─── RECORD EXTRACTS ───

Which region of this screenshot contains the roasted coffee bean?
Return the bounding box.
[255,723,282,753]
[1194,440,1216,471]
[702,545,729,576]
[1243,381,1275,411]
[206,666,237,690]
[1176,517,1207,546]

───

→ TASK
Please copy every one of the rows above line for line, leaving each character unchanged.

→ EXERCISE RESPONSE
Which region of this screenshot contains the roasted coffee bean?
Return the bounding box.
[255,723,282,753]
[1194,440,1216,471]
[702,545,729,576]
[1243,381,1275,411]
[206,666,237,690]
[1176,517,1207,546]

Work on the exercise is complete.